------ RECORDED INFORMATION

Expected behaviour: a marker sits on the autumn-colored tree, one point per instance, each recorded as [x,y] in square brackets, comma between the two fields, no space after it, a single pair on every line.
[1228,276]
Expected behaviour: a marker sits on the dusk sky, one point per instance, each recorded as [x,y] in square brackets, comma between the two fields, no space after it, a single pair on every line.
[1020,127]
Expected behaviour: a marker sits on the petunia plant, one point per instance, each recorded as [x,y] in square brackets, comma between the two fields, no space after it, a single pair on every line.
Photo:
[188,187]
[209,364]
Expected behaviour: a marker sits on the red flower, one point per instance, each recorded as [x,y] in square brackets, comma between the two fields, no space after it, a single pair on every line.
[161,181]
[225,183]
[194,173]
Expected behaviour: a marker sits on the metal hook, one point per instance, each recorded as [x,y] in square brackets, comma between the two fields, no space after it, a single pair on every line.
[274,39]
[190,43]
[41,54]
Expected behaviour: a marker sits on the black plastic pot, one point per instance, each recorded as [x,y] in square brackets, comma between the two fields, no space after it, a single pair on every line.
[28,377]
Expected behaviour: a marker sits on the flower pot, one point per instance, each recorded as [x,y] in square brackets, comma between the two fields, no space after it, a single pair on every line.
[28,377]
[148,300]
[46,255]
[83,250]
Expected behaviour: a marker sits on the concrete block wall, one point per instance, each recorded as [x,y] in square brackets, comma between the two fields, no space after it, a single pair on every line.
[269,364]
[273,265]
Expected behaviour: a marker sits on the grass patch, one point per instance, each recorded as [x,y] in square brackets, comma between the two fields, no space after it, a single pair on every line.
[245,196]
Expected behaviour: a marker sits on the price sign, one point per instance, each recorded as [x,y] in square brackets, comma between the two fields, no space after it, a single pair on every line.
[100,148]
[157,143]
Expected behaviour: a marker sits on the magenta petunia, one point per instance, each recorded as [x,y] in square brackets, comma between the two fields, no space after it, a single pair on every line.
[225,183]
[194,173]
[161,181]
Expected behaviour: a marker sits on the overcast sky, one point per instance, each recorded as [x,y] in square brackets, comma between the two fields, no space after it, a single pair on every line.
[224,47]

------------

■ STATED EXERCISE ■
Quote all of the records above word for word, line by line, with nothing changed.

■ RESULT FOR THIS TASK ■
Expected behaviour: a marker sits on the autumn-colored tree, one point per instance, each recorded as [x,y] in square brackets, comma between the two fields, no space after it, a single pair on every line.
[1228,276]
Expected behaviour: a marker sits on the dusk sky, one point per instance, each recorded as [x,y] in square brackets, comma between the two fields, no space after it, a single pair on every line.
[1020,127]
Expected behaviour: a marker sits on the petunia plant, one point per instance, each recorded as [x,y] in square brackets, comma between the two fields, no space after it, a single pair on every line.
Photo:
[188,187]
[209,364]
Expected behaviour: a marker sits on the red flower, one point per instance, each recorded as [x,y] in square brackets, comma between the two fields, no space after it, a single pair on every line.
[161,181]
[225,183]
[194,173]
Expected behaviour: a marker sits on the metal hook, one point per instance, each recorded as [x,y] in square brackets, comma between the two fields, no space after it, a single pair on every line.
[274,39]
[190,43]
[41,54]
Expected behaviour: a marker sits on the black plastic pot, one point per instance, each recorded as [x,y] in square brackets, comma between the two fields, no space after it, a single pair on every line.
[28,377]
Expected behaviour: a marker sits on the flower pot, one point per instance, each recorded as [x,y] in square brackets, comma between the two fields, no space after it, a single pair on every line.
[28,377]
[148,300]
[46,255]
[83,250]
Expected behaviour: a marker sits on the concrete block wall, one point per instance, each recorded as [x,y] in square brackets, comma between the two fields, no space after it, a single pair on every line.
[269,364]
[273,265]
Expected behaviour: a marker sits on the grass patch, one point per instance, each recorded as [x,y] in square brackets, comma between the two fields, no space after it, a single pair on every line.
[245,196]
Expected behaviour: a marker sits on the price sign, one point per instance, each recorded as [x,y] in square brackets, comma between the two fields, no space after it, a single pair on every line.
[100,148]
[157,143]
Expected behaviour: a marker sits on the magenta petunia, one point per instance, each recorded as [x,y] in square brackets, comma between the two fields, no space after it, a single pair on every line.
[225,183]
[194,173]
[161,181]
Expected behaviour: a marker sits on the overcast sky, one point per instance, each recorded as [x,y] in square brackets, comma between the two fields, no space after it, a single pair on every line.
[224,47]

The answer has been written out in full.